**PASSAGE PROVIDED**.
- 1 DSM-III
- 2 DSM-IV
- 3 DSM-5
For more information, see Psychosexual Dysfunctions
A. Ejaculation occurs before the individual wishes it, because of recurrent and persistent absence of reasonable voluntary control of ejaculation and orgasm during sexual activity. The judgment of "reasonable control" is made by the clinician's taking into account factors that affect duration of the excitement phase, such as age, novelty of the sexual partner, and the frequency and duration of coitus.
B. The disturbance is not due to another mental disorder.
For more information, see Sexual Dysfunctions
A. Persistent or recurrent ejaculation with minimal sexual stimulation before, on, or shortly after penetration and before the person wishes it. The clinician must take into account factors that affect duration of the excitement phase, such as age, novelty of the sexual partner or situation, and recent frequency of sexual activity.
B. The disturbance causes marked distress or interpersonal difficulty.
C. The premature ejaculation is not due exclusively to the direct effects of a substance (e.g., withdrawal from opioids).
- Lifelong Type
- Acquired Type
- Generalized Type
- Situational Type
- Due to Psychological Factors
- Due to Combined Factors
Premature Ejaculation should be distinguished from erectile dysfunction related to the development of a general medical condition. Some individuals with erectile dysfunction may omit their usual strategies for delaying orgasm. Others require prolonged noncoital stimulation to develop a degree or erection sufficient for intromission. In such individuals, sexual arousal may be so high that ejaculation occurs immediately.

**SUPPLIED DATA**.
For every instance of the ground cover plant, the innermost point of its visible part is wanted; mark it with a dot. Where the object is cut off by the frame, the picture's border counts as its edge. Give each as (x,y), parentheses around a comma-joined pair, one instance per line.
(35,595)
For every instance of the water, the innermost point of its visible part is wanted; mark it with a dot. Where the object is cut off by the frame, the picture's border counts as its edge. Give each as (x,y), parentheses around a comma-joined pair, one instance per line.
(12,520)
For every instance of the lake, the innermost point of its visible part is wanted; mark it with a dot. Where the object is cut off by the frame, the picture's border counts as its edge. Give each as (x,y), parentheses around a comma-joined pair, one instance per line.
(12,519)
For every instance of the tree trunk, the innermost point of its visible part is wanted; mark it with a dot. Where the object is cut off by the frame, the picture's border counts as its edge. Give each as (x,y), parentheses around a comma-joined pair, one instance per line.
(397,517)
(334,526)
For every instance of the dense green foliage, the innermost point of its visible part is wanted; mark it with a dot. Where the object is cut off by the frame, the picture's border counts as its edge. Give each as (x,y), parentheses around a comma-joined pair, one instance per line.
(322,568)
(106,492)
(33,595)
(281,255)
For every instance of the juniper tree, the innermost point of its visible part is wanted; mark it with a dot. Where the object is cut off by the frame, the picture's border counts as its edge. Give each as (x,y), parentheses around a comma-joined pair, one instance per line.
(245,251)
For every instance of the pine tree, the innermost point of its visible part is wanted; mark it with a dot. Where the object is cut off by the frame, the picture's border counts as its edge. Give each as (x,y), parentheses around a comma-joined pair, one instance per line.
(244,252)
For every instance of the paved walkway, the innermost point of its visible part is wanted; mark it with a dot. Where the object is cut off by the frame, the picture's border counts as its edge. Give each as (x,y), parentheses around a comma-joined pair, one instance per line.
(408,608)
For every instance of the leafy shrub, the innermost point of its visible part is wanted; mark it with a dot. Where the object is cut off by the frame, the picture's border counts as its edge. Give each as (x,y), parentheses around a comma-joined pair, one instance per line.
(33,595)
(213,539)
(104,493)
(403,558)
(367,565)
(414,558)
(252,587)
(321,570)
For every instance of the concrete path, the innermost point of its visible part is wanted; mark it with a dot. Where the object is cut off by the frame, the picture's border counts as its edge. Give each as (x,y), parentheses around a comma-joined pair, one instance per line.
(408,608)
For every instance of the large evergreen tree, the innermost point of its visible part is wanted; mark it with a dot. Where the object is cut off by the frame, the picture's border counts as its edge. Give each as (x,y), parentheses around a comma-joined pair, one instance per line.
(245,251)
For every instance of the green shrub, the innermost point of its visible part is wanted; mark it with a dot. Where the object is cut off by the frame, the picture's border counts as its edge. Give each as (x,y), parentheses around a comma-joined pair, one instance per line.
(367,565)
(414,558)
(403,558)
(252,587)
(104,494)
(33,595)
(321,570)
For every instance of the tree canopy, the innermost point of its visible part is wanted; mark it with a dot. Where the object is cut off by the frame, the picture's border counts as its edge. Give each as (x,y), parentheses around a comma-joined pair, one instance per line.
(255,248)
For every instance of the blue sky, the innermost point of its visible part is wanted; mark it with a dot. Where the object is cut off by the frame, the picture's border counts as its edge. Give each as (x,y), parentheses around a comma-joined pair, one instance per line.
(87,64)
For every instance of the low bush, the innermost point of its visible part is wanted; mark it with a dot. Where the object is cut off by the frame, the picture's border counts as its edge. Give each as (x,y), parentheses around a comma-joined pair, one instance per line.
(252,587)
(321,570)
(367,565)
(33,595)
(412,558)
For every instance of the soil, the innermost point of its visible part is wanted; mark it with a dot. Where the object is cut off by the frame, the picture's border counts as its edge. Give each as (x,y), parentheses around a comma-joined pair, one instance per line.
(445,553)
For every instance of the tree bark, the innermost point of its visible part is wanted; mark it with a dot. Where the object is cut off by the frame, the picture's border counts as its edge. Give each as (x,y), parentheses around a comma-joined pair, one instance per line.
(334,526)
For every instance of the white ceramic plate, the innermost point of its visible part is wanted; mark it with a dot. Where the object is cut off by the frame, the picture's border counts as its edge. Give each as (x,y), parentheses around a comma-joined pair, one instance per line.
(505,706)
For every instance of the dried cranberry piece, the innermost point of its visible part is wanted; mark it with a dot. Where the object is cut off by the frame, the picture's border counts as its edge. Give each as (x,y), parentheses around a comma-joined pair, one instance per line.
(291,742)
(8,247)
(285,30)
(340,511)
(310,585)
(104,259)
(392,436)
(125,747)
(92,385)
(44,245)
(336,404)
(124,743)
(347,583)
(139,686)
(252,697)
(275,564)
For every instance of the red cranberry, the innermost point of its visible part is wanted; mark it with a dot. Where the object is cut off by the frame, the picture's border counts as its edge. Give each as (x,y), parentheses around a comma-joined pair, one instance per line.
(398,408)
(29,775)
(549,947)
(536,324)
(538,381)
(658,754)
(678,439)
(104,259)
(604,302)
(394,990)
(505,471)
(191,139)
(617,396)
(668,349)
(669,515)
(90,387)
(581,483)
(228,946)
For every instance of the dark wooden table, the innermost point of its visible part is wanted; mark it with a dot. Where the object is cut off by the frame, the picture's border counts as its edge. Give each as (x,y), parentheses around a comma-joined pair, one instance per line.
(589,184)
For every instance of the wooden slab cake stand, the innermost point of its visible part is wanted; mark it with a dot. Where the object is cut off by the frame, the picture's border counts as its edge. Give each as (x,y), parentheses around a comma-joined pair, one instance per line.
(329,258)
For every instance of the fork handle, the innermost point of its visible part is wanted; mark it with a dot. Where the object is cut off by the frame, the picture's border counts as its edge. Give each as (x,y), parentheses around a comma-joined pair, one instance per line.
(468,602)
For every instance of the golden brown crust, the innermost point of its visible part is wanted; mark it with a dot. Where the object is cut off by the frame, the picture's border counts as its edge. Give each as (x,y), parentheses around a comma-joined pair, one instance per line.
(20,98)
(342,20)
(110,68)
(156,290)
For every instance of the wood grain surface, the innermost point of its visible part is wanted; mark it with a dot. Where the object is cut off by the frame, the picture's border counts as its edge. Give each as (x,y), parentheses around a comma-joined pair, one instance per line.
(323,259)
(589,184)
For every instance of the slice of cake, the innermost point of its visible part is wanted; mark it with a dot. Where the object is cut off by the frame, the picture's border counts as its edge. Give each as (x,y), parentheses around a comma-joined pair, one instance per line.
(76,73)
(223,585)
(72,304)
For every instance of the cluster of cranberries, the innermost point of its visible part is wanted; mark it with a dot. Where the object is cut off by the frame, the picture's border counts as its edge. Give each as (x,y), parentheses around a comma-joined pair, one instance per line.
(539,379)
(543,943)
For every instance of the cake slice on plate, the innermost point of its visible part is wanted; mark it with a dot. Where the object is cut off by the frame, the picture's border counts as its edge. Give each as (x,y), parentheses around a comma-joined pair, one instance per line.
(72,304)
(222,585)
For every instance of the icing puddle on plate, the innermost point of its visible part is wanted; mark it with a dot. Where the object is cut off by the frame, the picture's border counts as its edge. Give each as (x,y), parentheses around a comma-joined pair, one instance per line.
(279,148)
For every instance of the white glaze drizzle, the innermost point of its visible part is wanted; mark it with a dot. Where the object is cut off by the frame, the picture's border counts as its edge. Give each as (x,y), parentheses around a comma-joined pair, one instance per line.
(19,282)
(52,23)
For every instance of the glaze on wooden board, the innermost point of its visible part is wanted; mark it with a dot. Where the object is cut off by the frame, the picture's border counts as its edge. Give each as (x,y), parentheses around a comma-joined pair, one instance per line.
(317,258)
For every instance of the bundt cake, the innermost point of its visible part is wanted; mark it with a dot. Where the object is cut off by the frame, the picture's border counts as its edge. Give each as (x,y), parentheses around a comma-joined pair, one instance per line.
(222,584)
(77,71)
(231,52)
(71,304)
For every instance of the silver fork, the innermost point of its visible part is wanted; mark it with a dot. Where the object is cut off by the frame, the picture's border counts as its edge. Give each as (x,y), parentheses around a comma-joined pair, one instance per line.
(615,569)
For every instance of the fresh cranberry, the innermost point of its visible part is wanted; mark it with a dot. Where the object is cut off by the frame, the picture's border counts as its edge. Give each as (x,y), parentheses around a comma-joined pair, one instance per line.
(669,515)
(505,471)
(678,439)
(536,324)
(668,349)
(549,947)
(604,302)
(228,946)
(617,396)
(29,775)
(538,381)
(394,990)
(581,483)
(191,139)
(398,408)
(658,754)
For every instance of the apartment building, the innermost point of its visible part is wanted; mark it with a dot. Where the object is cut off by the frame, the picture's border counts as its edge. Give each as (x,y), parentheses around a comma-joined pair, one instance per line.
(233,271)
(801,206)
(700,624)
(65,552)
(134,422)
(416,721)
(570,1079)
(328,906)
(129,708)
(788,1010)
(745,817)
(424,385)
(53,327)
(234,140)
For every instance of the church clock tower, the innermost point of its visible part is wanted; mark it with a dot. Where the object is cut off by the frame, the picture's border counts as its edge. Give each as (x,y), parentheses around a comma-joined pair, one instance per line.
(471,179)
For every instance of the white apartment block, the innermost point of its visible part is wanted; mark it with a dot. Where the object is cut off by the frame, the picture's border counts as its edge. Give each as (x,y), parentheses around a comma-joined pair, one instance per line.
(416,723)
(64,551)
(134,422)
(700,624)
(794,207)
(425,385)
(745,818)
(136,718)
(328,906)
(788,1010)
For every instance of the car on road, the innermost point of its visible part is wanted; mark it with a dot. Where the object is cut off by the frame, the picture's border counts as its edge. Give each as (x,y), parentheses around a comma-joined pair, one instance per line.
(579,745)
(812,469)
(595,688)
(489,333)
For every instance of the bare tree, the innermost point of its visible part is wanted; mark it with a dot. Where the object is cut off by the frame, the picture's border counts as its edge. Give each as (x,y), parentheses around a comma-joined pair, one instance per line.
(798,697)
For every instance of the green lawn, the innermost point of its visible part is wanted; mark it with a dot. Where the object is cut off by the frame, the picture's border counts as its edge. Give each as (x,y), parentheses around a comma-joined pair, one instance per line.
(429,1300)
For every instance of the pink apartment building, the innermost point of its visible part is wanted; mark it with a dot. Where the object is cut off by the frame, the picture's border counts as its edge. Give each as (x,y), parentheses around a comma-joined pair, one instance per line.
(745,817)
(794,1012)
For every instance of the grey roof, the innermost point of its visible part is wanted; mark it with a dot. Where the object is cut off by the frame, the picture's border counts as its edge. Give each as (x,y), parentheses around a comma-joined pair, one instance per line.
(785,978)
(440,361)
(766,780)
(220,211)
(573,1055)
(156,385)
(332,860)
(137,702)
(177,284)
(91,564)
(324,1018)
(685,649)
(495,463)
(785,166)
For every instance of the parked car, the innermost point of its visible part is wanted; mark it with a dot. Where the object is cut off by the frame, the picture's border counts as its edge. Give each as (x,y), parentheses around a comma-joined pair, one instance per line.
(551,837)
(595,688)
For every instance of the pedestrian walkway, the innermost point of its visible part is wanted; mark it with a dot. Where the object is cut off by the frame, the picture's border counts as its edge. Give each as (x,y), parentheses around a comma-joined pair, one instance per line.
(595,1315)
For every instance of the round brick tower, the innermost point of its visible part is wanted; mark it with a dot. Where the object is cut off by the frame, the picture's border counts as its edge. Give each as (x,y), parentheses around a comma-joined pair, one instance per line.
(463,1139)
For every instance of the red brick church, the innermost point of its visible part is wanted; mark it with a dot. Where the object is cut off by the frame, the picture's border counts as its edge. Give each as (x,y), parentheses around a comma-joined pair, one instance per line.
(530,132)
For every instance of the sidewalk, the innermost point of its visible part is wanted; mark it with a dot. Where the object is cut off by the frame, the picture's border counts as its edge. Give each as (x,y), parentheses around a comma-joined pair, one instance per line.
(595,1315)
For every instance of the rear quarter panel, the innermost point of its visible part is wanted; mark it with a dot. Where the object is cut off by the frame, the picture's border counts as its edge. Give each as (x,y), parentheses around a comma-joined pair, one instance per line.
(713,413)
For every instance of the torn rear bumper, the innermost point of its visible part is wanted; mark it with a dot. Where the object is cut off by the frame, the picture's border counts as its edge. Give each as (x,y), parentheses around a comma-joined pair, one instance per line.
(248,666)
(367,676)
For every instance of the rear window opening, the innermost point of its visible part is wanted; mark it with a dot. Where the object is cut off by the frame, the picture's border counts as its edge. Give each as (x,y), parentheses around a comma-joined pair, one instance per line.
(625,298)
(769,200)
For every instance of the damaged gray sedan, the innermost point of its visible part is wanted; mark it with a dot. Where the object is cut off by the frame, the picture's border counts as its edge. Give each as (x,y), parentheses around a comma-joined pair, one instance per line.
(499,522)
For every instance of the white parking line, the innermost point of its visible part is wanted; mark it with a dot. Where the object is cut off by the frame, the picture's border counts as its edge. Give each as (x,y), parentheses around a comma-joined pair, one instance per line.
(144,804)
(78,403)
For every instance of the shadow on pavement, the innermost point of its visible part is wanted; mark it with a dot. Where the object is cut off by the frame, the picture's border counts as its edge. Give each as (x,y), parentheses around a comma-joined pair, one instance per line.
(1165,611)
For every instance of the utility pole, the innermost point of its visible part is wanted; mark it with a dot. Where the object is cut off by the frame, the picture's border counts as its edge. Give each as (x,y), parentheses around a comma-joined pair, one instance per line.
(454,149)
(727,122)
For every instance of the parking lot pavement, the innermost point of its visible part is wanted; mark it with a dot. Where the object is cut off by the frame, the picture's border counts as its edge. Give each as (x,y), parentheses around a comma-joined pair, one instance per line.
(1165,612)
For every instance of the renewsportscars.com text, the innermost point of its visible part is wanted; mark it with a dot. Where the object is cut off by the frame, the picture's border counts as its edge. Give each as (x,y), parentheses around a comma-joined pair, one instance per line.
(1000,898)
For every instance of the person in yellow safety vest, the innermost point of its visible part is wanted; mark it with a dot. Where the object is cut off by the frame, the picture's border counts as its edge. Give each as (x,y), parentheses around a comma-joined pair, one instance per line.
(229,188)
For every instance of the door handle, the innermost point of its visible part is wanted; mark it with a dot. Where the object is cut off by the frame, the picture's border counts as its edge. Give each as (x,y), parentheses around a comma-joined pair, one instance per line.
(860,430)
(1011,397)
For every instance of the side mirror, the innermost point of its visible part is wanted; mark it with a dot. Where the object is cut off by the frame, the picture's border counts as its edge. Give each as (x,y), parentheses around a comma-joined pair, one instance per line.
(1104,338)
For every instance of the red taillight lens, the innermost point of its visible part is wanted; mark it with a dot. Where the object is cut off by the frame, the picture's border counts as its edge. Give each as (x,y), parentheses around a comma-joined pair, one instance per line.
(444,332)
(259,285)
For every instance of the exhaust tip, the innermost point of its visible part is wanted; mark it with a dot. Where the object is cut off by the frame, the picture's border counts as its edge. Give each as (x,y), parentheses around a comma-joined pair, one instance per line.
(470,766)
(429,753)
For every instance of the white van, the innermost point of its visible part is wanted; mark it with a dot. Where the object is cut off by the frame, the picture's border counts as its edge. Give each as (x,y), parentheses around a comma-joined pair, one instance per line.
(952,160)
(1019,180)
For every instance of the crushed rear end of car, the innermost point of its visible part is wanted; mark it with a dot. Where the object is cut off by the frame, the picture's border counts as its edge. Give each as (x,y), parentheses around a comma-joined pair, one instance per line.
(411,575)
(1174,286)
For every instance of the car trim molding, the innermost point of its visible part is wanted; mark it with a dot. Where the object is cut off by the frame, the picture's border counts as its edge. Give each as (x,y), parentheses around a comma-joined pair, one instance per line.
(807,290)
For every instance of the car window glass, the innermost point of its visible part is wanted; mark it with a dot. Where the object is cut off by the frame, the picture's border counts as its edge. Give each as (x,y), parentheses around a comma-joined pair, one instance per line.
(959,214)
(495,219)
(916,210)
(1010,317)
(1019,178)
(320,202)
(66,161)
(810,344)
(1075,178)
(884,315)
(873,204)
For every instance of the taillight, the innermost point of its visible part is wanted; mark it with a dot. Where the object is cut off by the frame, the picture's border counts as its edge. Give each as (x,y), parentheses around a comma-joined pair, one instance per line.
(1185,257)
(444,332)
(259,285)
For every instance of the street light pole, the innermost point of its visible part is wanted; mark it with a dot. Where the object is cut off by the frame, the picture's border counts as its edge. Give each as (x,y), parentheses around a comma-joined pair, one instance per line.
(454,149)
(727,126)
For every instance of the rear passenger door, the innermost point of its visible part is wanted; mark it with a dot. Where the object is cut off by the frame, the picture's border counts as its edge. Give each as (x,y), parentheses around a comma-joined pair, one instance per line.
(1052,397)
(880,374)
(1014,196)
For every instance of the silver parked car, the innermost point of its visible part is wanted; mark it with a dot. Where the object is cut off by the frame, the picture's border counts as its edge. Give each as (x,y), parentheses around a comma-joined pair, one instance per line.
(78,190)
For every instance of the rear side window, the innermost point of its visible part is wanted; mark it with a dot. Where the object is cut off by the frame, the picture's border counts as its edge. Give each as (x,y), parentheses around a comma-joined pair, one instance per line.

**DESCRIPTION OF THE TASK**. Please reproduce everything from "B. The disturbance is" down to "of sexual activity." in the premature ejaculation criteria, word for word. This data comes from a separate source unrelated to the text.

**WRITTEN ANSWER**.
B. The disturbance is not due to another mental disorder.
For more information, see Sexual Dysfunctions
A. Persistent or recurrent ejaculation with minimal sexual stimulation before, on, or shortly after penetration and before the person wishes it. The clinician must take into account factors that affect duration of the excitement phase, such as age, novelty of the sexual partner or situation, and recent frequency of sexual activity.